<<<<

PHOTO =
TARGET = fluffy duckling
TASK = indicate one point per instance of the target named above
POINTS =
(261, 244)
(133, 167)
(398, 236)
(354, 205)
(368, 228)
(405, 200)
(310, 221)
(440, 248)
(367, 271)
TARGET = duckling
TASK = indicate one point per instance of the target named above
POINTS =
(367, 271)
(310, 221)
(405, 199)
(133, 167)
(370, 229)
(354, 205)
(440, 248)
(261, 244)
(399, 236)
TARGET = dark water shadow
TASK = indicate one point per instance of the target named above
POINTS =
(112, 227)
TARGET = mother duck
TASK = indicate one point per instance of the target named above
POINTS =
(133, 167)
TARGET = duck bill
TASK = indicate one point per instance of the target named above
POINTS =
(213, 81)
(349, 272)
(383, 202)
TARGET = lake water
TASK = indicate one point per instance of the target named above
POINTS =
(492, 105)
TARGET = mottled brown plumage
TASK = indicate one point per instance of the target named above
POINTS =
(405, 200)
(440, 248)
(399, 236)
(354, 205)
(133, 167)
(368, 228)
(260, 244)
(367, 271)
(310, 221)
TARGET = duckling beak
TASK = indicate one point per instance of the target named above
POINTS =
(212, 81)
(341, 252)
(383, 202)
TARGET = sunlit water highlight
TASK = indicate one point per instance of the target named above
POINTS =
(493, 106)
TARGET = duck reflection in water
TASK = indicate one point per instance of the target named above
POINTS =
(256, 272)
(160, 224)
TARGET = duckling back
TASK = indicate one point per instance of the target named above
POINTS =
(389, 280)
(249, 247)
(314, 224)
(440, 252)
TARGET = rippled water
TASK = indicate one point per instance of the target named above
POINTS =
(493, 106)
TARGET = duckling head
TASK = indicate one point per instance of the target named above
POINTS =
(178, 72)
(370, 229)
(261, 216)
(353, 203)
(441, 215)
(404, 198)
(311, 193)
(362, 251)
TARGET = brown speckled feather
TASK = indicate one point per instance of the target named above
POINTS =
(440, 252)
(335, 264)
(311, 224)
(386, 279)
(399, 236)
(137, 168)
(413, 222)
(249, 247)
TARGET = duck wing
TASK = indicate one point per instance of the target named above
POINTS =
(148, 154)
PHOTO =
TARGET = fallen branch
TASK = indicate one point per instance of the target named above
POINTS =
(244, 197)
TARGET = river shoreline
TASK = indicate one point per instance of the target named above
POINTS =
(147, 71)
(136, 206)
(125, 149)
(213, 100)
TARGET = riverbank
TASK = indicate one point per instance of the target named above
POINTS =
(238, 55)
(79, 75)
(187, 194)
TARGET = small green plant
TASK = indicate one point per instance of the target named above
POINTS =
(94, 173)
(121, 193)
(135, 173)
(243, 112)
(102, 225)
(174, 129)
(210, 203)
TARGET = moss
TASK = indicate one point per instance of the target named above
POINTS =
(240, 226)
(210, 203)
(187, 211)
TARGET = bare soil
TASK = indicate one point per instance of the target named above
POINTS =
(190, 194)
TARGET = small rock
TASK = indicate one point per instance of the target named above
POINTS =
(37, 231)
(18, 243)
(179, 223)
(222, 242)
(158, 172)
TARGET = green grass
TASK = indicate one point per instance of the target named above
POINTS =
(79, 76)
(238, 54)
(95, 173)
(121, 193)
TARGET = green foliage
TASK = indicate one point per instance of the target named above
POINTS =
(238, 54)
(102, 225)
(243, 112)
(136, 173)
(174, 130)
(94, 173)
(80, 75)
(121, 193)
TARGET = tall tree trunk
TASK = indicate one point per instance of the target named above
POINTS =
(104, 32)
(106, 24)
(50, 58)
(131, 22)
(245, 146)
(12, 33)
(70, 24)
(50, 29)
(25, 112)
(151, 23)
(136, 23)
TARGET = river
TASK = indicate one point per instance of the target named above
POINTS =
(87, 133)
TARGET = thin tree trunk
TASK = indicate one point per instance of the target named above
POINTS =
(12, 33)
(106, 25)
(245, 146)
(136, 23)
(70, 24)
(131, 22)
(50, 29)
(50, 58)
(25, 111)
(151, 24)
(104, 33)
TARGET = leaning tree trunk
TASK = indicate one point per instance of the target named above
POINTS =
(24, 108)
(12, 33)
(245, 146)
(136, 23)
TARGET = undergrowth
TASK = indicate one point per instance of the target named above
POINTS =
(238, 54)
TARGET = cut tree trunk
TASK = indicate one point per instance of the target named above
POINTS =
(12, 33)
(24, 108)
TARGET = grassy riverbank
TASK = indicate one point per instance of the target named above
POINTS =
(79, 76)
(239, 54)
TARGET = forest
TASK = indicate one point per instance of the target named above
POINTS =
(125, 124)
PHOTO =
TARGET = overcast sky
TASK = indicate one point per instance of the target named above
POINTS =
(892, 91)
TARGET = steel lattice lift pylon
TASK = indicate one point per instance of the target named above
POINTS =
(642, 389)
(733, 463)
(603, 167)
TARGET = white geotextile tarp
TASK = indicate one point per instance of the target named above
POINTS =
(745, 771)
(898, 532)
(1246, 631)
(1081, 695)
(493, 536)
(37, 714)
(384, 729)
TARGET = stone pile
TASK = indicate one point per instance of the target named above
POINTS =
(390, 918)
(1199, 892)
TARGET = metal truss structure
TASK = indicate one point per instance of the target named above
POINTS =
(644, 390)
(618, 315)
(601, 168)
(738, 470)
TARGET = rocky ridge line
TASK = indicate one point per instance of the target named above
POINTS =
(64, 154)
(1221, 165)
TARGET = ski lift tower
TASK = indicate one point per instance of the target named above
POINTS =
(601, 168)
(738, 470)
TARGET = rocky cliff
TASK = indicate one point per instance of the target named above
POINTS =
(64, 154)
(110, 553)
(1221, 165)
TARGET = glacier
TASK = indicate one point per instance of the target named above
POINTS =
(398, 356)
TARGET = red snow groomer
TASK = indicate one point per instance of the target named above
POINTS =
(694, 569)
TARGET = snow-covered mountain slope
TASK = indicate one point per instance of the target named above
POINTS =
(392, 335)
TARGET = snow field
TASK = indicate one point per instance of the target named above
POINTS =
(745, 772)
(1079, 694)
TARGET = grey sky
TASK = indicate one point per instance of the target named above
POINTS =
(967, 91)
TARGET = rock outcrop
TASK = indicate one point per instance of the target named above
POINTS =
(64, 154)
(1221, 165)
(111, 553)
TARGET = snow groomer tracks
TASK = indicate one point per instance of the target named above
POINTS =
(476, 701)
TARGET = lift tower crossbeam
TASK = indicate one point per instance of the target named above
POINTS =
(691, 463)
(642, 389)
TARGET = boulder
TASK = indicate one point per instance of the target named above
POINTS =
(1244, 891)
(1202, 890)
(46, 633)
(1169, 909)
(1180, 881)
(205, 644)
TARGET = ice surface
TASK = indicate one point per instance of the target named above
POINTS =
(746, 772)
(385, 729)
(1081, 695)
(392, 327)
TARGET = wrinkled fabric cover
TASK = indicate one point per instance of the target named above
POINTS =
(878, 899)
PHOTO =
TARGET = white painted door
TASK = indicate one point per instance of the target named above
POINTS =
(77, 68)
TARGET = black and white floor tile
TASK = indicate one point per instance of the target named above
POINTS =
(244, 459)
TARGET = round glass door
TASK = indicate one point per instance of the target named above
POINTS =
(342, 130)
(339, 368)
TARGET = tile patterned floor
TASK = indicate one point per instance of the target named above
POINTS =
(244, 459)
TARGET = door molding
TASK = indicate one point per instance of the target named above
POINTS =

>>>>

▶ **EXERCISE OBJECTIVE**: Set down the entries above again, word for word.

▶ **RESPONSE**:
PHOTO =
TARGET = fluffy duckling
TASK = indicate one point per instance of the target named above
POINTS =
(261, 244)
(133, 167)
(398, 236)
(354, 205)
(368, 228)
(405, 200)
(310, 221)
(440, 248)
(367, 271)
TARGET = duckling
TASK = indicate one point per instance of the target named above
POINTS =
(367, 271)
(310, 221)
(405, 199)
(133, 167)
(370, 229)
(354, 205)
(440, 248)
(261, 244)
(399, 236)
TARGET = dark water shadow
TASK = indicate one point per instance of the target named above
POINTS =
(112, 227)
TARGET = mother duck
TASK = indicate one point per instance of the target named above
POINTS =
(133, 167)
TARGET = duck bill
TASK = indicate one point per instance of the target named above
POINTS =
(213, 81)
(349, 272)
(383, 202)
TARGET = lake water
TASK = indicate one point per instance of the target named above
POINTS =
(492, 105)
TARGET = mottled brown plumage
TASK = indicate one point per instance of the target named above
POINTS =
(405, 200)
(440, 248)
(399, 236)
(354, 205)
(133, 167)
(368, 228)
(260, 244)
(367, 271)
(310, 221)
TARGET = duckling beak
TASK = indicate one point per instance of the target named above
POINTS =
(212, 81)
(341, 252)
(383, 202)
TARGET = sunlit water highlight
TASK = indicate one point per instance of the target named above
POINTS =
(493, 106)
TARGET = duck reflection in water
TASK = indicate one point per instance of the target named above
POINTS =
(256, 272)
(160, 224)
TARGET = duckling back
TASK = indicate one point per instance of the target named above
POINTS =
(389, 280)
(249, 247)
(314, 224)
(440, 252)
TARGET = rippled water
TASK = indicate one point per instance of the target named above
POINTS =
(493, 106)
TARGET = duckling head
TASK = indicate one point per instance of the target named above
POINTS =
(178, 72)
(370, 229)
(261, 216)
(353, 203)
(441, 215)
(404, 198)
(311, 193)
(362, 251)
TARGET = brown speckled feather
TASK = indicate one point per instance of the target named above
POINTS =
(440, 252)
(335, 264)
(311, 224)
(386, 279)
(399, 236)
(137, 168)
(413, 222)
(249, 247)
TARGET = duck wing
TASK = indicate one point per instance of the target named above
POINTS =
(148, 154)
PHOTO =
TARGET = fallen branch
TASK = indicate one point per instance of the target named above
POINTS =
(244, 197)
TARGET = river shoreline
TASK = indicate one point per instance of the target named above
POINTS =
(147, 71)
(136, 206)
(125, 149)
(213, 100)
TARGET = riverbank
TASK = indicate one point per instance of the target named above
POINTS =
(238, 55)
(79, 75)
(187, 194)
TARGET = small green plant
TASK = indicate one point per instance of the target named above
POINTS =
(94, 173)
(121, 193)
(135, 173)
(243, 112)
(102, 225)
(174, 129)
(210, 203)
TARGET = moss
TASK = indicate one point per instance of the target named above
POINTS =
(240, 226)
(210, 203)
(187, 211)
TARGET = bare soil
TASK = indicate one point per instance of the target named above
POINTS =
(190, 194)
TARGET = small rock
TASK = indicate one point per instance of the target named above
POINTS =
(37, 231)
(18, 243)
(179, 223)
(222, 242)
(158, 172)
TARGET = green grass
TASK = indicate one point per instance of the target named above
POINTS =
(79, 76)
(238, 54)
(95, 173)
(121, 193)
TARGET = green foliage
TASK = indicate one point per instance of the target named above
POINTS =
(238, 54)
(102, 225)
(243, 112)
(136, 173)
(174, 130)
(94, 173)
(80, 75)
(121, 193)
TARGET = tall tree trunk
TASK = indicate one point per instance of the target named above
POINTS =
(104, 32)
(106, 24)
(50, 58)
(131, 22)
(245, 146)
(12, 33)
(70, 24)
(50, 29)
(25, 112)
(151, 23)
(136, 23)
TARGET = river
TASK = indicate one point per instance of the target named above
POINTS =
(87, 133)
TARGET = thin tree trunk
TASK = indicate one point per instance of the target named above
POINTS =
(12, 33)
(106, 25)
(245, 146)
(136, 23)
(70, 24)
(131, 22)
(50, 29)
(50, 58)
(25, 111)
(151, 24)
(104, 33)
TARGET = leaning tree trunk
TASK = indicate one point per instance of the target named above
POINTS =
(24, 108)
(12, 33)
(245, 146)
(136, 23)
TARGET = undergrowth
TASK = indicate one point per instance of the target named above
POINTS =
(238, 54)
TARGET = cut tree trunk
TASK = indicate one point per instance of the target named above
POINTS =
(12, 33)
(24, 108)
TARGET = grassy riverbank
TASK = indicate one point per instance of the target named above
POINTS =
(79, 76)
(239, 54)
TARGET = forest
TASK = indicate one point per instance of the target named above
POINTS =
(125, 124)
PHOTO =
TARGET = overcast sky
TASK = indicate one point per instance of the target named above
POINTS =
(892, 91)
TARGET = steel lattice lift pylon
TASK = indicate one point per instance of the target named above
POINTS =
(642, 389)
(733, 463)
(603, 167)
TARGET = white geotextile tarp
TASK = indicate one point per instance of the target named above
POINTS =
(745, 771)
(898, 532)
(1246, 631)
(1081, 695)
(493, 536)
(37, 714)
(384, 729)
TARGET = stone pile
TASK = indicate one point per instance of the target named above
POINTS =
(390, 918)
(1199, 892)
TARGET = metal truss structure
TASK = indicate one point per instance of the target named above
POINTS =
(644, 390)
(618, 315)
(601, 168)
(738, 470)
TARGET = rocky ridge line
TASK = indicate one point per instance of the target named above
POINTS =
(64, 154)
(1221, 165)
TARGET = ski lift tower
TASK = indicate one point per instance of the target named above
POINTS =
(601, 168)
(738, 470)
TARGET = rocky cliff
TASK = indicate one point per instance of the target named above
POINTS =
(64, 154)
(110, 553)
(1221, 165)
TARGET = glacier
TASK = indicate one point per instance of the target named above
POINTS =
(398, 356)
TARGET = red snow groomer
TASK = indicate one point per instance of the target named above
POINTS =
(694, 569)
TARGET = snow-covered mountain slope
TASK = indicate one point per instance of the target named above
POINTS =
(392, 335)
TARGET = snow field
TASK = indicate one point per instance of the target named above
POINTS =
(745, 772)
(1079, 694)
TARGET = grey sky
TASK = indicate one point per instance of the target named above
POINTS =
(967, 91)
TARGET = rock outcrop
TASK = indicate one point per instance of the target named above
POINTS =
(64, 154)
(1221, 165)
(111, 553)
TARGET = snow groomer tracks
TASK = indicate one point per instance of the target named above
POINTS =
(476, 701)
TARGET = lift tower crossbeam
TASK = indicate one point per instance of the target named above
POINTS =
(691, 463)
(642, 389)
TARGET = boulder
TASK = indicate one point per instance of the target named above
POINTS =
(1244, 891)
(1202, 890)
(46, 633)
(1169, 909)
(1180, 881)
(205, 644)
TARGET = ice surface
TASK = indicate one point per instance of the target named above
POINTS =
(746, 772)
(385, 729)
(1081, 695)
(392, 327)
TARGET = wrinkled fabric cover
TASK = indicate one point per instance of the target named above
POINTS =
(878, 899)
PHOTO =
TARGET = white painted door
TASK = indicate one point per instance of the target named above
POINTS =
(77, 68)
TARGET = black and white floor tile
TASK = indicate one point per instance of the target named above
POINTS =
(244, 459)
TARGET = round glass door
TASK = indicate one point per instance of the target named above
POINTS =
(342, 130)
(339, 368)
TARGET = tile patterned floor
TASK = indicate one point per instance of the target named above
POINTS =
(244, 459)
TARGET = door molding
TASK = indicate one point per instance of the target named above
POINTS =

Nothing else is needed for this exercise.